══ Auszug zum Lesen ══
Davon kann überhaupt keine Rede sein, soviel kann ich vorwegnehmen. Was von einzelnen Hörspielfans in einem Forum als langatmig empfunden wird, klingt für mich eher nach einer mit viel Liebe zum Detail ausgearbeiteten Story. Von Langeweile keine Spur – bei mir jedenfalls nicht. Doch lasst uns erstmal sehen, um was es in der Folge eigentlich geht.
Ausgerechnet mit dem Bus! Vor allem Camryn hätte ein anderes Transportmittel vorgezogen, um die Reise zum Mistletoe Inn anzutreten. Die Reise haben die 3 SENIOREN von einer Kundin geschenkt bekommen. Doch bereits die Anreise entwickelt sich in mehrfacher Hinsicht zur Katastrophe: ein kaputter Bus, eine nervige „Gewitterziege“ namens Priscilla Maynard, ein Anschlag auf die Seilbahn und eine vermasselte Buchung im Hotel. Letztlich enden die 3 SENIOREN als „Dienstmädchen“. Doch als das Hotel von der Außenwelt abgeschnitten wird, ereignen sich dort seltsame Dinge. Was führt Priscilla Maynard im Schilde? Was hat es mit dem hochnäsigen Schriftsteller Levi DeLuca auf sich? Und dann entwickelt sich ein Krimi-Dinner ganz anders als erwartet, so dass die 3 SENIOREN schließlich selber unter Mord-Verdacht geraten. Kann da vielleicht am Ende nur noch Santa persönlich helfen?
Der „Stinkstiefel, der Brummbär und der Weihnachtsengel“ geraten nicht nur in unterhaltsame Alltagssituationen, sondern auch in Lebensgefahr. Dabei wird das gesamte Hörspiel, welches mit 164 Minuten tatsächlich fast epische Länge hat, durch humorvolle Dialoge aufgelockert. Man höre sich nur Julians selbstbemitleidende Tirade im Angesicht des Todes in der Gondel an: Das ist Lutz Mackensy in Höchstform und zum Schreien komisch.
Wie man es von den Autoren der Cozy-Crime Serie kennt, finden sich natürlich auch in der Jubiläumsfolge immer wieder Verweise auf andere Geschichten – dabei beschränkt man sich nicht allein auf DIE 3 FRAGEZEICHEN. So logiert etwa eine gewisse Isabell Fezziwig ebenfalls im Mistletoe Inn. Ein Name, der dem geneigten Hörer aus Charles Dickens‘ famoser „Christmas Carol“ bekannt vorkommen dürfte.
═══
## Gestellte Aufgabe 1
Übersetze aus dem Auszug oben den Satz „So logiert etwa eine gewisse Isabell Fezziwig ebenfalls im Mistletoe Inn.“ ins Englische.
══ Bereitgestelltes Material ══
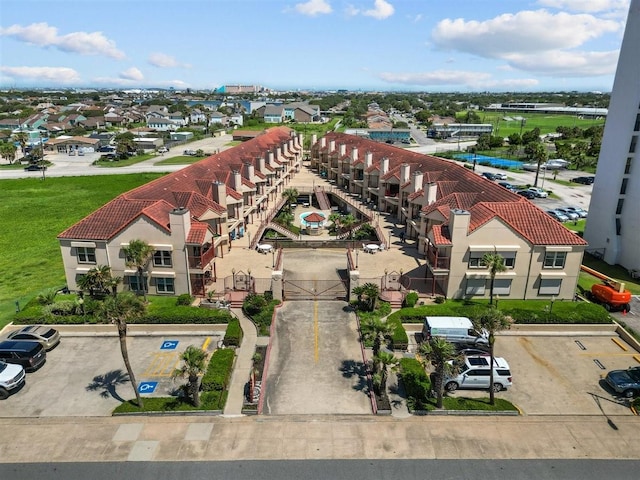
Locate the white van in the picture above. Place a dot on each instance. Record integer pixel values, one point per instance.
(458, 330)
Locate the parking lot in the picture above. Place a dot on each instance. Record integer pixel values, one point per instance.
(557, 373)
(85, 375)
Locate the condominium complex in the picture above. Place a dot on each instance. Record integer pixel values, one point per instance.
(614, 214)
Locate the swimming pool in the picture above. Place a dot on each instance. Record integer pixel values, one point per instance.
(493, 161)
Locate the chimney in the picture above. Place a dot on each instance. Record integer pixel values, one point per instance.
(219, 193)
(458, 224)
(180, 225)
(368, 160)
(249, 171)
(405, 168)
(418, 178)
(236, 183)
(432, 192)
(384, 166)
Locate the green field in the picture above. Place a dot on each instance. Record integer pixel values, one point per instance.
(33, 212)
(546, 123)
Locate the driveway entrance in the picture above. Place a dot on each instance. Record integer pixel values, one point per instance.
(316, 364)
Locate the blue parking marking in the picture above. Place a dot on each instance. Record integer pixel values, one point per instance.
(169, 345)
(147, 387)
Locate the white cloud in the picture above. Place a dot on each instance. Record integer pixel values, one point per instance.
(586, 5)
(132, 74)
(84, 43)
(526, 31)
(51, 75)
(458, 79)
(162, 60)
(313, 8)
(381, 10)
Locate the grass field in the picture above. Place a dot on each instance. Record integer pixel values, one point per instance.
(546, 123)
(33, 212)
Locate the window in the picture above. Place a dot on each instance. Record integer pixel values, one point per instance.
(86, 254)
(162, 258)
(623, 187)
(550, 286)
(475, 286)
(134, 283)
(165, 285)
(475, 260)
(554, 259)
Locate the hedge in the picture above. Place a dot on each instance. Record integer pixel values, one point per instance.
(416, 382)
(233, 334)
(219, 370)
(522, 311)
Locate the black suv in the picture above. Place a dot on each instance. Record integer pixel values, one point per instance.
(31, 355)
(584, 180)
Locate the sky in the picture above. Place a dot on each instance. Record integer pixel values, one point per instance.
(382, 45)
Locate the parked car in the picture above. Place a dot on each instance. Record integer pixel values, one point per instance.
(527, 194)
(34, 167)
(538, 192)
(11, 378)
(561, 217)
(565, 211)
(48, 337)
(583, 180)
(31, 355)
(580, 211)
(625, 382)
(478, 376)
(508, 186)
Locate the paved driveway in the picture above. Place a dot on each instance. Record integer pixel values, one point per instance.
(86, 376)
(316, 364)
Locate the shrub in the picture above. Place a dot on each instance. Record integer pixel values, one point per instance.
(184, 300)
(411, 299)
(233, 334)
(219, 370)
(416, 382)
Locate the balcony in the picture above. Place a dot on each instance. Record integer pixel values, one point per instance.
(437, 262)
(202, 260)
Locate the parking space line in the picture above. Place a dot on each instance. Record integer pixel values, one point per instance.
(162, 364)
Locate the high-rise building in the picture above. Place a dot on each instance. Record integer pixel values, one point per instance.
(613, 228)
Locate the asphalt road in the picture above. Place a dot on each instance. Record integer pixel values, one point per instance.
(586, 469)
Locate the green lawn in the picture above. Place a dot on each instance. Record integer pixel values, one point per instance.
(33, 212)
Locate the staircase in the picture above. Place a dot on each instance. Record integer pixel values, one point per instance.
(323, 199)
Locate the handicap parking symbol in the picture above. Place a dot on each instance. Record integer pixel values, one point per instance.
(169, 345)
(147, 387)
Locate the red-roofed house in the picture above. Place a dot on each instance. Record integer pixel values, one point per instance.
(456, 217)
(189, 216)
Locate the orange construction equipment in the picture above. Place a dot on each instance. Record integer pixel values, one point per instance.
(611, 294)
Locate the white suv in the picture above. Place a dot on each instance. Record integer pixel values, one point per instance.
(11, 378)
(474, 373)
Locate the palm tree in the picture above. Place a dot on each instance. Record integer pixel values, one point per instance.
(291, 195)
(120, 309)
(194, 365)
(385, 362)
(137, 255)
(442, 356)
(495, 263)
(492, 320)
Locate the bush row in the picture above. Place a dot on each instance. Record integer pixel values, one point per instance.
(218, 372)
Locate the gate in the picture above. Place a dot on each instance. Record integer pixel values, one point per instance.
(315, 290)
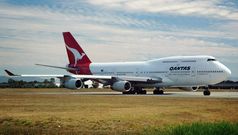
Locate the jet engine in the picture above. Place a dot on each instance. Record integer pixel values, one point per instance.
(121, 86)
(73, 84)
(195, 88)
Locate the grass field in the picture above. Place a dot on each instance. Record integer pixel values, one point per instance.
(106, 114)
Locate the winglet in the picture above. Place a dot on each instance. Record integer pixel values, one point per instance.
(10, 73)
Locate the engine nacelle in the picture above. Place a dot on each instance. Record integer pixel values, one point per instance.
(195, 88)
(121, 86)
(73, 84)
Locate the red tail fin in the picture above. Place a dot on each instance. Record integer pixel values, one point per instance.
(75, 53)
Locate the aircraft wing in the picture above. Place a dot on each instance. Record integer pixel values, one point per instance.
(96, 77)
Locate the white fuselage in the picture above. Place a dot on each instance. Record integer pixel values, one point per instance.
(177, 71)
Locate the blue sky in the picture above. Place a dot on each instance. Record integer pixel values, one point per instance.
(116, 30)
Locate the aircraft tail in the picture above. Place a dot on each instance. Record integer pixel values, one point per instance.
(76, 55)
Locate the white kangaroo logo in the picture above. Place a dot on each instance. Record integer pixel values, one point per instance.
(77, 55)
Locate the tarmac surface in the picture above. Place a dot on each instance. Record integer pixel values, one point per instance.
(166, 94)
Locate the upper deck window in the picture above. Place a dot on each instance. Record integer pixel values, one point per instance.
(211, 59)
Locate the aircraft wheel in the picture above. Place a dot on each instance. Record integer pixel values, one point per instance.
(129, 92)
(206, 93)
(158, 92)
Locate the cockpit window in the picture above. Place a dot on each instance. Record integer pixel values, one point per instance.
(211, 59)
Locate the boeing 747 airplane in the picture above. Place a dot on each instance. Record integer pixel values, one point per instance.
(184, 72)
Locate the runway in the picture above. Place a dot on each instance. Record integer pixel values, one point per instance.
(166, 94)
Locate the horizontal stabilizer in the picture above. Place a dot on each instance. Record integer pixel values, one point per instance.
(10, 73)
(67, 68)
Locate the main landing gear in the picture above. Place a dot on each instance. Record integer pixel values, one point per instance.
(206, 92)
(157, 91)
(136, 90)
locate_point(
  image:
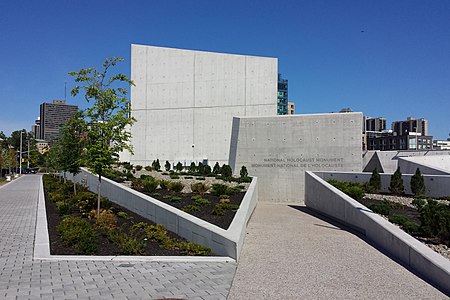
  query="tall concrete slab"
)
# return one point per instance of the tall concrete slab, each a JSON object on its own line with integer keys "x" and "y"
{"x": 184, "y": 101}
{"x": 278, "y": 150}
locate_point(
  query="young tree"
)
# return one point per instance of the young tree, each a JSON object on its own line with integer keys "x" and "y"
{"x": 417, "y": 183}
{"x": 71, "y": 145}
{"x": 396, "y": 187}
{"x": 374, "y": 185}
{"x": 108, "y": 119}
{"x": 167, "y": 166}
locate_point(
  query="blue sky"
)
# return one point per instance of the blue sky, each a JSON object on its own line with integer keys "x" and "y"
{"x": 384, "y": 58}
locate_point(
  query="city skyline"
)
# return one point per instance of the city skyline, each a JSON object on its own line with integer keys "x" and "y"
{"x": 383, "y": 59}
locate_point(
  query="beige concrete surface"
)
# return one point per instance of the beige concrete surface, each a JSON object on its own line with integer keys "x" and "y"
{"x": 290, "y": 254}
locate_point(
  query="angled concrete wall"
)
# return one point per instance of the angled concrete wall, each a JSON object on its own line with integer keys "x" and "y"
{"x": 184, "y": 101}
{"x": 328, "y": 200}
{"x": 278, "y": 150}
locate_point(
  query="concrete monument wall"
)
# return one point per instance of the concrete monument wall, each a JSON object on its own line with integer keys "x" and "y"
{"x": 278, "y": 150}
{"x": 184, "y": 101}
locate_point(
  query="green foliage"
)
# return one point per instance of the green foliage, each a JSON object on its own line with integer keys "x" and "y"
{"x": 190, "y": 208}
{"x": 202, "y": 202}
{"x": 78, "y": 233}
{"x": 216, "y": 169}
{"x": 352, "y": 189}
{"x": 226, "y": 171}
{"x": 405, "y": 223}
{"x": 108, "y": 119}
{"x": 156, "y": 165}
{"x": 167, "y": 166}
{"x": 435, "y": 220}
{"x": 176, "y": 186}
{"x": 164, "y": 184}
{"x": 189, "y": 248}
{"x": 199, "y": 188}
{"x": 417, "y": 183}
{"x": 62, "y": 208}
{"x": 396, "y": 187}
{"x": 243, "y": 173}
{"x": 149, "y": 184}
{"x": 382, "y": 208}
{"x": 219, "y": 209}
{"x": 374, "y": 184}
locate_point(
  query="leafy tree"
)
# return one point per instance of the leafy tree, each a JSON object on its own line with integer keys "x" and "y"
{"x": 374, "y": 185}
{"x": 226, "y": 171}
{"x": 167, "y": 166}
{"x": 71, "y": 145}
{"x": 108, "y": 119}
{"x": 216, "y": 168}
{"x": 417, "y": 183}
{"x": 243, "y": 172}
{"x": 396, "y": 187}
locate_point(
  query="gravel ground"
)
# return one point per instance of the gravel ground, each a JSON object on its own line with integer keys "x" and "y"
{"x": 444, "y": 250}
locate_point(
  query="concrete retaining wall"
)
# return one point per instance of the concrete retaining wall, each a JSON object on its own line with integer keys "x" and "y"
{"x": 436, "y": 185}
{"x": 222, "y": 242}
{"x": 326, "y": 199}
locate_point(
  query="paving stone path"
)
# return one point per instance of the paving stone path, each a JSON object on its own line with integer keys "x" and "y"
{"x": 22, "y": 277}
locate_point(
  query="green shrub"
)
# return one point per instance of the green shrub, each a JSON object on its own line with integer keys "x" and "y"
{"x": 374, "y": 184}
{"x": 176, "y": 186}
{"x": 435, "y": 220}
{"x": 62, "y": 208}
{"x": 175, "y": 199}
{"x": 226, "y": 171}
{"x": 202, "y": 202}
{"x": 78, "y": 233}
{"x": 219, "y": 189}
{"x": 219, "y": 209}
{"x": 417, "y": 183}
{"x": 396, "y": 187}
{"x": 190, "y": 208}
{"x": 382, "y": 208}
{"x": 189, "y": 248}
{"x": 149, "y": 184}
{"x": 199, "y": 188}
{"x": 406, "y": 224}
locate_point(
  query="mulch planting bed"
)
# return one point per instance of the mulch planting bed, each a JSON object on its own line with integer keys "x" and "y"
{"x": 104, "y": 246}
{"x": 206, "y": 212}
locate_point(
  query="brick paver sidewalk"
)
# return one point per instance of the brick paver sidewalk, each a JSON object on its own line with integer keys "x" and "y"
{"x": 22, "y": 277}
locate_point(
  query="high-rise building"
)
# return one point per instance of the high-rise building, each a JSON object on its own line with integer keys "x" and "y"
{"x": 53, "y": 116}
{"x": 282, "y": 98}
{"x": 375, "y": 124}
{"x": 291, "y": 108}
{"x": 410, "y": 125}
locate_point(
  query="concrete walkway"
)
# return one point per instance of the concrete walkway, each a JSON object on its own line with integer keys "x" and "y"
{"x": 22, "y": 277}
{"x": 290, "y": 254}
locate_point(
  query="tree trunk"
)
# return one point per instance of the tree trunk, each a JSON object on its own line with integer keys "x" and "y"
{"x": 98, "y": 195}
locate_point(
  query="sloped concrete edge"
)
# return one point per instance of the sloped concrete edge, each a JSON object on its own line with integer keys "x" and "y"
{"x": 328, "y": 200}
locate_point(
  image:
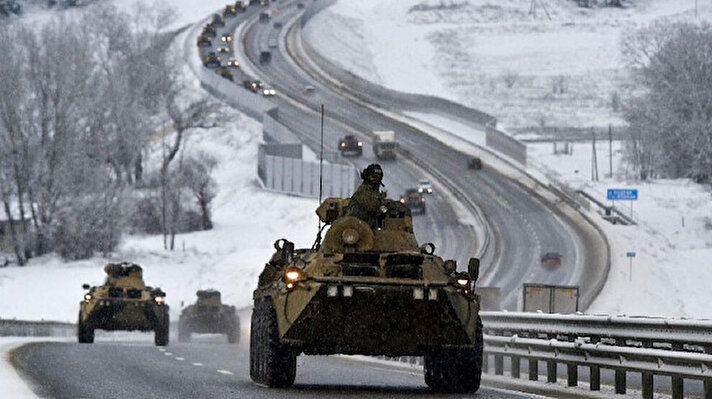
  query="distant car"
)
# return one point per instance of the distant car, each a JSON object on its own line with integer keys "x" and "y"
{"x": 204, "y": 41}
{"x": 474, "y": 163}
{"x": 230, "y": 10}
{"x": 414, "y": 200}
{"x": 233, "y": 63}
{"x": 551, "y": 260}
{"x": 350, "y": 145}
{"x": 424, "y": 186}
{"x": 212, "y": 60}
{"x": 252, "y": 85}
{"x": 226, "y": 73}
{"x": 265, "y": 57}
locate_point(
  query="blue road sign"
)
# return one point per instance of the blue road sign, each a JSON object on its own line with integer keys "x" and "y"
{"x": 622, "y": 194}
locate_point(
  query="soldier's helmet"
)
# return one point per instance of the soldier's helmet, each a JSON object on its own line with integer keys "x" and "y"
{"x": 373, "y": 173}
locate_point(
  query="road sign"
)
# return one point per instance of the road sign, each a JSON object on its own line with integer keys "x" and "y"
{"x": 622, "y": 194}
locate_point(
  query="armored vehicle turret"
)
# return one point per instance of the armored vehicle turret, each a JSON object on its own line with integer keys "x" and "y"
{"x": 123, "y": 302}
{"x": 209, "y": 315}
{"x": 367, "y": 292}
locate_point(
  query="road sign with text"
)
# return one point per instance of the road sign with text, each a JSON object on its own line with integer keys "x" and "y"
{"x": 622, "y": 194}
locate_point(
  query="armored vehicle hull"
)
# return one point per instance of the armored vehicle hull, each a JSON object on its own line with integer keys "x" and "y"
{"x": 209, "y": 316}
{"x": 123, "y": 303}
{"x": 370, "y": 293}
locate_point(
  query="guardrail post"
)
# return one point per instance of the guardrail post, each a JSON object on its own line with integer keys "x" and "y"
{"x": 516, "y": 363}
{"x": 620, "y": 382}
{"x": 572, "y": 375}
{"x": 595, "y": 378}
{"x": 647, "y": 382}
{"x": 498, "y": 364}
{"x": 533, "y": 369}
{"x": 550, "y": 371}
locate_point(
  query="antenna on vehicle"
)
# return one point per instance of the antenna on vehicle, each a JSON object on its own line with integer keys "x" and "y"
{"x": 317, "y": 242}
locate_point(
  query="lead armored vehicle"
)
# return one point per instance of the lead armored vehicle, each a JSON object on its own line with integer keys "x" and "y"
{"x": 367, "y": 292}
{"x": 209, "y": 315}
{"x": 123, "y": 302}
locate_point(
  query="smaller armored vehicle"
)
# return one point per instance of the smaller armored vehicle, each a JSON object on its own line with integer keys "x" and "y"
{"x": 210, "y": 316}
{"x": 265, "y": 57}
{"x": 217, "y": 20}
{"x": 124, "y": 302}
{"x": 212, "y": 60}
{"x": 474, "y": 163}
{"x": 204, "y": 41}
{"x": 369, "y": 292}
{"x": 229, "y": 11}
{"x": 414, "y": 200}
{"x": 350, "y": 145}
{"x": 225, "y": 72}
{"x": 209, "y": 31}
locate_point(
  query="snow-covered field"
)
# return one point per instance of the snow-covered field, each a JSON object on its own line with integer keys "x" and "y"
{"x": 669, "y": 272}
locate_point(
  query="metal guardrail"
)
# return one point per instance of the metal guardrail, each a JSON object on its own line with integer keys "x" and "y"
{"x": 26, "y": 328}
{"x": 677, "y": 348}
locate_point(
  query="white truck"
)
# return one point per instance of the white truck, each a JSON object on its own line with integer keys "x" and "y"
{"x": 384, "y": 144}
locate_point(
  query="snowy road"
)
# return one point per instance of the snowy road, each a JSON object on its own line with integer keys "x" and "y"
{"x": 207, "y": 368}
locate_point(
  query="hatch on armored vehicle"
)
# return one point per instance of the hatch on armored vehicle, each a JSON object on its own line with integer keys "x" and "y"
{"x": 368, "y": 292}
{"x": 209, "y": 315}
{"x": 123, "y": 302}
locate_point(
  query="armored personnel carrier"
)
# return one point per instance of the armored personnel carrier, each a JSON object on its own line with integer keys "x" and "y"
═══
## Gestellte Aufgabe 2
Filtere aus den Datensätzen jede Zeile heraus, die die Zeichenkette „distant“ enthält, und gib diese Zeilen unverändert wieder. Groß- und Kleinschreibung wird dabei unterschieden.

## Fertige Antwort 1
For instance, a certain Isabell Fezziwig is also staying at the Mistletoe Inn.

## Fertige Antwort 2
  query="distant car"
# return one point per instance of the distant car, each a JSON object on its own line with integer keys "x" and "y"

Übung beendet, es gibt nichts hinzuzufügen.